INPUT RECORDS »
※

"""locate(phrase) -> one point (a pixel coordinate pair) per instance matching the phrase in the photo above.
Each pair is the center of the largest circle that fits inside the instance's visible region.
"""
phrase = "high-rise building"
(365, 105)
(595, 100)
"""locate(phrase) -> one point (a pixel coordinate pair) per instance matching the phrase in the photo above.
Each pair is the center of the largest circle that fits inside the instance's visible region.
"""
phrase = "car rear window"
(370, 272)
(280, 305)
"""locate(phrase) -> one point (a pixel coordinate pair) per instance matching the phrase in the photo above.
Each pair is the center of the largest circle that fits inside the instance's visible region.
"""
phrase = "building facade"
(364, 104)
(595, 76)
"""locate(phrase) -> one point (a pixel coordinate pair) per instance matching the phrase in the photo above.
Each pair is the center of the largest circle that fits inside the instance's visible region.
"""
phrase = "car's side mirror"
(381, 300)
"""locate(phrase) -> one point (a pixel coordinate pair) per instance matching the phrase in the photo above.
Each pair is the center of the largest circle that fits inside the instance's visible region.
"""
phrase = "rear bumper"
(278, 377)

※

Reproduce the full listing above, substituting "biggest circle" for every occurrence of "largest circle" and leaving every other character unchanged.

FULL OUTPUT »
"""locate(phrase) -> one point (a pixel coordinate pair) per instance matching the phrase in the photo above.
Each pair is the center of the biggest circle that fits inside the instance's visible region.
"""
phrase = "high-rise building"
(365, 105)
(595, 100)
"""locate(phrase) -> one point (a pixel coordinate pair) per instance matching the phrase in the photo above.
Each pair is the center of the biggest circle that fits inside the instance's visible region.
"""
phrase = "car rear window"
(370, 272)
(280, 305)
"""locate(phrase) -> one point (a pixel coordinate pair) per instance matching the phrase in the photo above.
Each pair is the center of the biggest circle that fits inside the instance's visible region.
"""
phrase = "building facade"
(364, 104)
(595, 76)
"""locate(phrase) -> one point (a pixel coordinate pair) per instance matching the phrase in the photo above.
Each pair is the center of the biggest circle that fits inside the instance's visible region.
"""
phrase = "car's side mirror"
(381, 300)
"""locate(phrase) -> one point (a pixel coordinate pair) per instance matching the phrase in the photo above.
Each pair is the center of the biggest circle that fits inside the instance's visible region.
"""
phrase = "rear bumper"
(278, 377)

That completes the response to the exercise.